## BEGIN GIVEN RECORDS
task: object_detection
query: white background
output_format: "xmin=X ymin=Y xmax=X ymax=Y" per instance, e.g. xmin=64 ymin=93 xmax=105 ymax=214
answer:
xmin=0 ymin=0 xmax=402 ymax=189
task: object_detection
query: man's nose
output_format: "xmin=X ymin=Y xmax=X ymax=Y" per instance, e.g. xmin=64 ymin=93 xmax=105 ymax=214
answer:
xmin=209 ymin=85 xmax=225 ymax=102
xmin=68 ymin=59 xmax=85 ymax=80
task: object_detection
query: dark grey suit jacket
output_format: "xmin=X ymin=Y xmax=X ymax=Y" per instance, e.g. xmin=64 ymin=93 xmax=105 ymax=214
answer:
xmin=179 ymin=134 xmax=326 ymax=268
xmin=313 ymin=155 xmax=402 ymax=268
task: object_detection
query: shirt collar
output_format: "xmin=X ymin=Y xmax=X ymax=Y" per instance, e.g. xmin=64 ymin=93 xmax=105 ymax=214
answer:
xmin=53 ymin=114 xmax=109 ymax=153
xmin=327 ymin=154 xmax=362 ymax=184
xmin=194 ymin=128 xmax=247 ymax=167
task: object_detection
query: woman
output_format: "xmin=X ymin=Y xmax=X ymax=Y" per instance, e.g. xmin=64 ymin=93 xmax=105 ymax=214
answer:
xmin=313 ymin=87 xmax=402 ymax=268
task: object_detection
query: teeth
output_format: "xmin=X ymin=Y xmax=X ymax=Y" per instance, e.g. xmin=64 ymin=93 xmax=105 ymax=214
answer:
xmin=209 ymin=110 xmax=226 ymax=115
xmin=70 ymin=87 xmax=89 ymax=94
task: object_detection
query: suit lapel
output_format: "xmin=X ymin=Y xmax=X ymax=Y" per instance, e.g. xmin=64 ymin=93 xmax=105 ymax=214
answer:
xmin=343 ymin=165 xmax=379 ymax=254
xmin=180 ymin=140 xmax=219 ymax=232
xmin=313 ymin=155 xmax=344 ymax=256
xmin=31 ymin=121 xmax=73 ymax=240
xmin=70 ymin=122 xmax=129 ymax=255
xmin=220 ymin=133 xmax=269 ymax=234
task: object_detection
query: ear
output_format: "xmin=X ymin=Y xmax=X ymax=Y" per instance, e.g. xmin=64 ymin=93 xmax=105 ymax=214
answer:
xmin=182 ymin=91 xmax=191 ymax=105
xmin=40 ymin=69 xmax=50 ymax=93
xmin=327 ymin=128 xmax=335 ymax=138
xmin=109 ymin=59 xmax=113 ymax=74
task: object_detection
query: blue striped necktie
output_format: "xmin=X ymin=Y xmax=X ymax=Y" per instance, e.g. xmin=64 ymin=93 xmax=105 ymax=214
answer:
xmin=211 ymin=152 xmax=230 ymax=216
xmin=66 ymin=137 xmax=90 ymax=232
## END GIVEN RECORDS
■ **SET TASK**
Rewrite the records from their first line down to and including the line that contains "xmin=70 ymin=87 xmax=89 ymax=94", requests included, adding 115 to each bounding-box coordinate in the answers. Leave every other line unchanged.

■ **RESULT**
task: object_detection
query: white background
output_format: "xmin=X ymin=Y xmax=X ymax=Y" per instance, e.g. xmin=64 ymin=93 xmax=105 ymax=214
answer:
xmin=115 ymin=115 xmax=517 ymax=304
task: object_detection
query: man's nose
output_format: "xmin=X ymin=Y xmax=X ymax=Y" per instance, e.g. xmin=64 ymin=93 xmax=105 ymax=214
answer:
xmin=324 ymin=200 xmax=340 ymax=217
xmin=183 ymin=174 xmax=200 ymax=195
task: object_detection
query: dark grey suit jacket
output_format: "xmin=X ymin=Y xmax=X ymax=Y" per instance, e.g. xmin=64 ymin=93 xmax=105 ymax=214
answer:
xmin=294 ymin=249 xmax=441 ymax=383
xmin=428 ymin=270 xmax=517 ymax=383
task: object_detection
query: shirt collar
output_format: "xmin=X ymin=Y xmax=X ymax=Y" per instance, e.g. xmin=64 ymin=93 xmax=105 ymax=214
answer:
xmin=168 ymin=229 xmax=224 ymax=268
xmin=442 ymin=269 xmax=477 ymax=299
xmin=309 ymin=243 xmax=362 ymax=282
task: object_detection
query: woman
output_format: "xmin=X ymin=Y xmax=X ymax=Y" per instance, e.g. xmin=64 ymin=93 xmax=105 ymax=214
answer:
xmin=428 ymin=202 xmax=517 ymax=383
task: object_detection
query: teeth
output_format: "xmin=X ymin=Y xmax=X ymax=Y" per instance, e.g. xmin=64 ymin=93 xmax=105 ymax=214
answer:
xmin=324 ymin=225 xmax=341 ymax=230
xmin=185 ymin=202 xmax=204 ymax=209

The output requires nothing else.